◆ STORED DATA:

━━━━━━

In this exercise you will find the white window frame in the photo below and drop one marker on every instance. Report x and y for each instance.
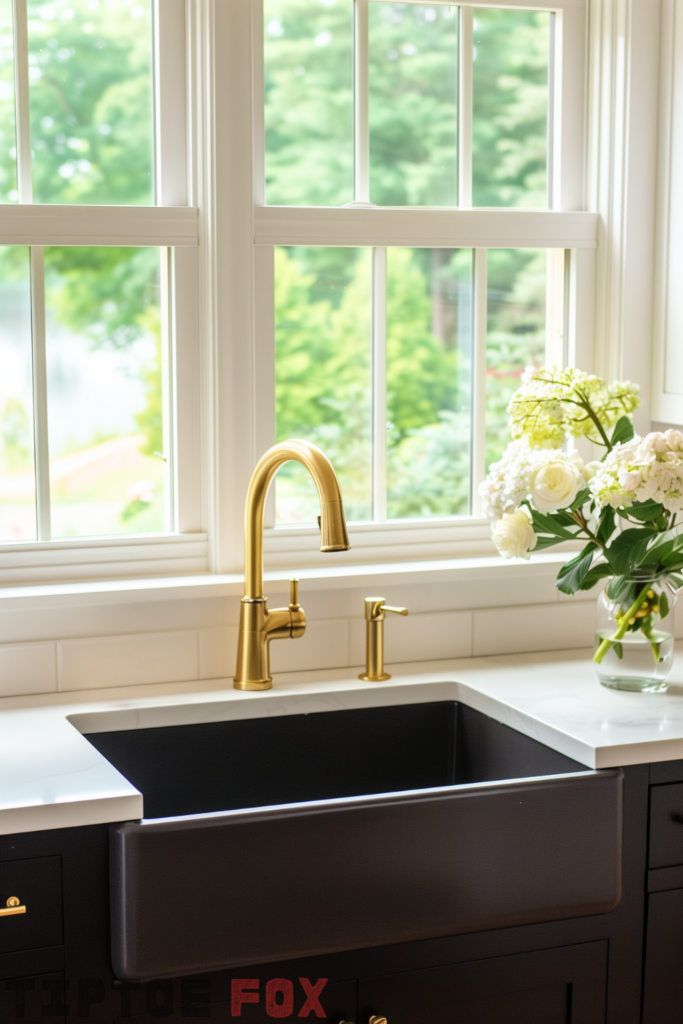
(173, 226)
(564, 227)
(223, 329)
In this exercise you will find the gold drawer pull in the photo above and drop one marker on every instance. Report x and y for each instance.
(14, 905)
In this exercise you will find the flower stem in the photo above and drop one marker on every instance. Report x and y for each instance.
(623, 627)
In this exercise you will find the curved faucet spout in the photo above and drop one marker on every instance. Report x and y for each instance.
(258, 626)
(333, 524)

━━━━━━

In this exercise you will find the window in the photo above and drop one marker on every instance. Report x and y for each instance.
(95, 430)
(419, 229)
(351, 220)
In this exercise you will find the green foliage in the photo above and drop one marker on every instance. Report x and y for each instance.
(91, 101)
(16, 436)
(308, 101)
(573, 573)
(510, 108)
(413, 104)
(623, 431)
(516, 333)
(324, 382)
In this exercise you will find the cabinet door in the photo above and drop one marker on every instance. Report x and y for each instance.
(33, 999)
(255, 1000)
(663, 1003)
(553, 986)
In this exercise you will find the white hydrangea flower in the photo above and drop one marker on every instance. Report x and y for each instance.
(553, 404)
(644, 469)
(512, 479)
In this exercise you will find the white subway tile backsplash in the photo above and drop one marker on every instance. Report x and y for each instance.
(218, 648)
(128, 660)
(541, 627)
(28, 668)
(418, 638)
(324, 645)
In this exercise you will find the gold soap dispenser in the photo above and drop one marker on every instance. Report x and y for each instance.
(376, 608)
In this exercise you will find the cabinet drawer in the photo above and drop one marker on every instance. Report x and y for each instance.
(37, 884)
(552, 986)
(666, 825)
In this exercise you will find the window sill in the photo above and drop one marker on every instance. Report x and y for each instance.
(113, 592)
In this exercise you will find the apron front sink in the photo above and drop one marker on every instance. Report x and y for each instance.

━━━━━━

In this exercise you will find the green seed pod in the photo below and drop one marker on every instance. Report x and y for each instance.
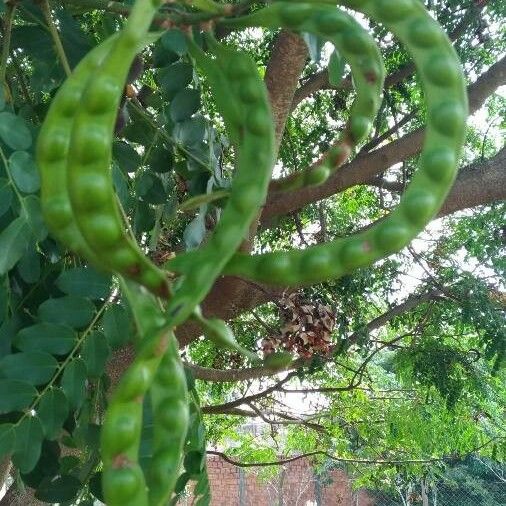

━━━━━━

◆ ACTION ITEM: Could you restate word for word the lines above from the one containing "In this exercise you will find the window sill" through the one containing "In this exercise you will find the apron", both included, and nothing else?

◆ ANSWER BOX:
In this exercise you will find the window sill in the photo above and drop one marker on every instance. Report x and y for each instance.
(113, 592)
In this exercise you will find the apron front sink in the photo above and drop one marker on every instance. Report x and y for each instance.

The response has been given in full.